**Stored dataset items:**
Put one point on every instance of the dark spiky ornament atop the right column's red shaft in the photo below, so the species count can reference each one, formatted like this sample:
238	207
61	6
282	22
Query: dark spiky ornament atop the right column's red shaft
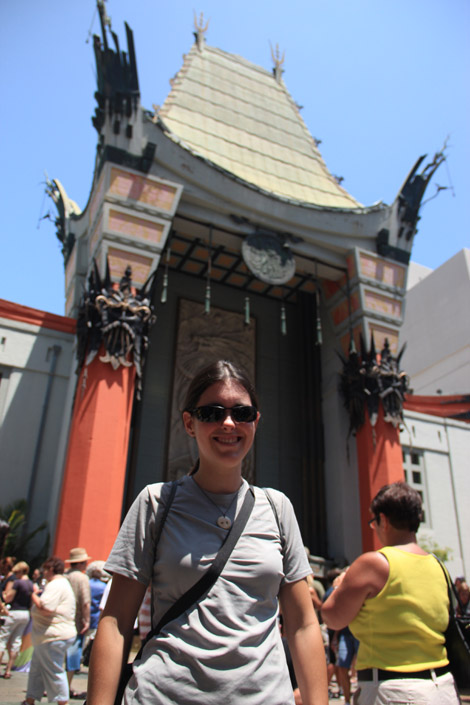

**PROBLEM DETAILS:** Return all the records above exactly, pictures omitted.

**EXERCISE OUTPUT:**
Put one point on every instance of the dark spiky ornament atop the right column's red shaft in the photo below, so the species count can reference each one, formatted like this sample:
238	207
61	6
282	22
Query: dark spiky ornament atop the right column's red shaft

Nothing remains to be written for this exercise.